● **Exercise directions**
Below are the entries to retype; reproduce each one exactly.

● **Extracted information**
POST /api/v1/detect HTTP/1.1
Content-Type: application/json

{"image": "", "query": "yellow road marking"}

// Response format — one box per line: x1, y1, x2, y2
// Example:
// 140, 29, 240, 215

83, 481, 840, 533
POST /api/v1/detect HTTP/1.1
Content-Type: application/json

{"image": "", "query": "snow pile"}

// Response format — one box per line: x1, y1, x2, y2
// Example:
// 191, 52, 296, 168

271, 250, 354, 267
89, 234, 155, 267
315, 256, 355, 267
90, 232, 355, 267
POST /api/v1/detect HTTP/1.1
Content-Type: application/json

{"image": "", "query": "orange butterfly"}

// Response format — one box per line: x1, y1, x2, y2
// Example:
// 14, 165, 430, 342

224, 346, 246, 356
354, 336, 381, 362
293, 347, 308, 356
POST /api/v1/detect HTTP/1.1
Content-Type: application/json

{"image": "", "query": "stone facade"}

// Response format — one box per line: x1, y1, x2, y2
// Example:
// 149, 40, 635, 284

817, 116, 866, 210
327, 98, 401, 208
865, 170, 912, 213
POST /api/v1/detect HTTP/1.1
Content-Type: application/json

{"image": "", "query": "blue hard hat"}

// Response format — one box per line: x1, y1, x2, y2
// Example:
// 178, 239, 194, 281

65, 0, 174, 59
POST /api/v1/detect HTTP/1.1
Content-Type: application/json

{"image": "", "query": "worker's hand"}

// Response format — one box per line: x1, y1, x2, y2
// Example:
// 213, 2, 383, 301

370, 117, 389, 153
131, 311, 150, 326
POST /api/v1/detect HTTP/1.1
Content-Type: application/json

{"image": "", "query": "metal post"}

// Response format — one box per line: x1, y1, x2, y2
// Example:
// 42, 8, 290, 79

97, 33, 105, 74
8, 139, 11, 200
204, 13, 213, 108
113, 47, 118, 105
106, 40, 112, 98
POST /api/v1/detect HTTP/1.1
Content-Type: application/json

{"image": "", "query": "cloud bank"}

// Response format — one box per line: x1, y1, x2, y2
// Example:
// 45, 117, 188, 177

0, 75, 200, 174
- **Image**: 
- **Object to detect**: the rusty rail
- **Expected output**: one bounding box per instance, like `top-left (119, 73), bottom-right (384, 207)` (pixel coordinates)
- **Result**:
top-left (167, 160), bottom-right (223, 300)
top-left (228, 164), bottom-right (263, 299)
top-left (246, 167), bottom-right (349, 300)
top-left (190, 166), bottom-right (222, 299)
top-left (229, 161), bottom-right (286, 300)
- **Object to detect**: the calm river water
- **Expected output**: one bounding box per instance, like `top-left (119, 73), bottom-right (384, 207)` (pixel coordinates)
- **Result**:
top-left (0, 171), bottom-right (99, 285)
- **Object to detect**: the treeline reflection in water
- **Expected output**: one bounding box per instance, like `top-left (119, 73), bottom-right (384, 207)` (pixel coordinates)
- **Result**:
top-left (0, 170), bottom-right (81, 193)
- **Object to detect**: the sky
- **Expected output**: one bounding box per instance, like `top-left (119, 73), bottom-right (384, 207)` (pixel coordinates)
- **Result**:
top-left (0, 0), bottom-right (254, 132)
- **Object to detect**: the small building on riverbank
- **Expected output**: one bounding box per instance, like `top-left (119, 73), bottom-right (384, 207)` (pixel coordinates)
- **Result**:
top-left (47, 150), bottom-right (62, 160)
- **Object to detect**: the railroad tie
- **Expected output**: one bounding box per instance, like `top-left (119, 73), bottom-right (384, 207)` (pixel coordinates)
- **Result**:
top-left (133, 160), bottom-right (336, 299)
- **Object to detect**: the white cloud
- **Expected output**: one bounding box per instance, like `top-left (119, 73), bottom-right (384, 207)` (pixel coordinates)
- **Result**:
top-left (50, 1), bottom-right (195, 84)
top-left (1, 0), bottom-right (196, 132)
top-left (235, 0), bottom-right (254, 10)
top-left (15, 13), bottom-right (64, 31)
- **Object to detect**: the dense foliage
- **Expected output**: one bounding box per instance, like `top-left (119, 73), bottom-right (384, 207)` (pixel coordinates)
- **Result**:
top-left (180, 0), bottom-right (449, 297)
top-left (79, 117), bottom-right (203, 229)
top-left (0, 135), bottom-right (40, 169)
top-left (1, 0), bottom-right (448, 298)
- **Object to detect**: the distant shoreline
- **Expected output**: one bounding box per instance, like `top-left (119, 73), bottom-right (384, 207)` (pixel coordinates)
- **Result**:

● **Solution to this task**
POST /api/v1/detect HTTP/1.1
Content-Type: application/json

{"image": "", "query": "yellow road marking"}

// Response format — one box per line: x1, y1, x2, y2
// Example:
// 140, 29, 240, 215

83, 481, 840, 533
POST /api/v1/detect HTTP/1.1
Content-Type: application/json

{"image": "", "query": "snow pile"}

// Response format — one box per line: x1, y1, x2, y2
// Example:
// 191, 52, 296, 168

271, 250, 354, 267
89, 234, 155, 267
315, 256, 355, 267
90, 232, 355, 267
POST /api/v1/detect HTTP/1.1
Content-Type: application/json

{"image": "", "query": "orange butterfly"}

// Response format — one box per line: x1, y1, x2, y2
// Example:
// 14, 165, 430, 342

224, 346, 246, 356
354, 336, 381, 362
293, 347, 308, 356
POST /api/v1/detect HTTP/1.1
Content-Type: application/json

{"image": "", "query": "stone facade"}

// Response format — one box per line: x1, y1, x2, y2
// Example:
// 149, 40, 635, 284

817, 116, 866, 210
327, 98, 401, 208
865, 170, 912, 213
POST /api/v1/detect HTTP/1.1
Content-Type: application/json

{"image": "", "query": "blue hard hat"}

// Response format — one box per line: x1, y1, x2, y2
// Example:
// 178, 239, 194, 281

65, 0, 174, 59
POST /api/v1/detect HTTP/1.1
Content-Type: application/json

{"image": "", "query": "worker's hand"}

// Response format — one box per line: x1, y1, x2, y2
// Example:
// 213, 2, 383, 301

370, 117, 389, 153
131, 311, 150, 326
POST /api/v1/detect HTTP/1.1
Content-Type: application/json

{"image": "", "query": "metal post"}

// Response format — one box per line: x1, y1, x2, y2
// Example:
// 42, 8, 290, 79

97, 33, 105, 74
8, 139, 11, 200
204, 13, 213, 108
113, 47, 118, 105
106, 40, 112, 98
POST /api/v1/detect HTTP/1.1
Content-Type: application/json

{"image": "", "query": "cloud bank"}

// Response format — one box per line: x1, y1, x2, y2
// Example:
// 45, 117, 188, 177

0, 75, 200, 174
- **Image**: 
- **Object to detect**: the rusty rail
- **Expected output**: one bounding box per instance, like `top-left (119, 73), bottom-right (384, 207)` (pixel coordinates)
- **Result**:
top-left (167, 160), bottom-right (223, 300)
top-left (228, 164), bottom-right (263, 299)
top-left (246, 167), bottom-right (349, 300)
top-left (190, 166), bottom-right (222, 299)
top-left (229, 161), bottom-right (286, 300)
- **Object to detect**: the calm river water
- **Expected output**: one bounding box per instance, like `top-left (119, 73), bottom-right (384, 207)` (pixel coordinates)
- **Result**:
top-left (0, 171), bottom-right (99, 285)
- **Object to detect**: the treeline reflection in water
- **Expected output**: one bounding box per instance, like `top-left (119, 73), bottom-right (384, 207)` (pixel coordinates)
- **Result**:
top-left (0, 170), bottom-right (81, 193)
- **Object to detect**: the sky
- **Expected output**: one bounding box per instance, like `top-left (119, 73), bottom-right (384, 207)` (pixel coordinates)
- **Result**:
top-left (0, 0), bottom-right (254, 132)
- **Object to detect**: the small building on riverbank
- **Expected output**: one bounding box per instance, like `top-left (119, 73), bottom-right (384, 207)` (pixel coordinates)
- **Result**:
top-left (47, 150), bottom-right (62, 160)
- **Object to detect**: the railroad tie
- **Expected output**: one bounding box per instance, like `top-left (119, 73), bottom-right (384, 207)` (pixel coordinates)
- **Result**:
top-left (133, 160), bottom-right (336, 299)
- **Object to detect**: the white cloud
- **Expected output**: one bounding box per instance, like `top-left (119, 73), bottom-right (384, 207)` (pixel coordinates)
- **Result**:
top-left (50, 1), bottom-right (195, 84)
top-left (1, 0), bottom-right (196, 132)
top-left (235, 0), bottom-right (254, 10)
top-left (15, 13), bottom-right (64, 31)
- **Object to detect**: the dense foliage
- **Expected output**: one bounding box per instance, like `top-left (119, 73), bottom-right (384, 207)` (pixel coordinates)
- **Result**:
top-left (180, 0), bottom-right (449, 297)
top-left (79, 117), bottom-right (203, 229)
top-left (0, 135), bottom-right (40, 169)
top-left (1, 0), bottom-right (448, 298)
- **Object to detect**: the distant shoreline
- **Expected output**: one bounding box per instance, like `top-left (119, 73), bottom-right (384, 207)` (pixel coordinates)
- **Result**:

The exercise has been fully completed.